**Exercise requirements:** Please render the rows as a JSON list of strings, one string per line, leaving out blank lines. Begin at the very start of the rows and stop after the line that has "--target=brown netting".

══ Exercise data ══

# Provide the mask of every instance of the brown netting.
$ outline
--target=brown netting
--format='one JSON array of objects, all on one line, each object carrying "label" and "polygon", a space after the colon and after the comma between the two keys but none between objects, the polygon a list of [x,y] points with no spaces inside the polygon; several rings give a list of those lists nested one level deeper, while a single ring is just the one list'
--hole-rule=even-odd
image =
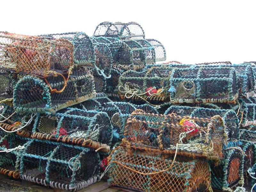
[{"label": "brown netting", "polygon": [[124,130],[123,145],[158,153],[174,154],[177,149],[178,155],[218,161],[227,144],[224,122],[219,116],[198,118],[137,109],[127,120]]},{"label": "brown netting", "polygon": [[65,74],[73,65],[74,46],[67,39],[0,32],[0,68],[47,77]]},{"label": "brown netting", "polygon": [[203,160],[165,157],[121,148],[110,157],[110,184],[140,191],[211,191],[210,169]]}]

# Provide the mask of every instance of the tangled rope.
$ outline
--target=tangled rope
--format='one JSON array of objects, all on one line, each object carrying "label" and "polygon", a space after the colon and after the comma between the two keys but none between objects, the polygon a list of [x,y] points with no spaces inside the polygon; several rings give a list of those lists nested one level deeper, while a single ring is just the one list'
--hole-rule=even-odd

═══

**Finished answer:**
[
  "# Provide the mask of every instance of the brown netting.",
  "$ outline",
  "--target=brown netting"
]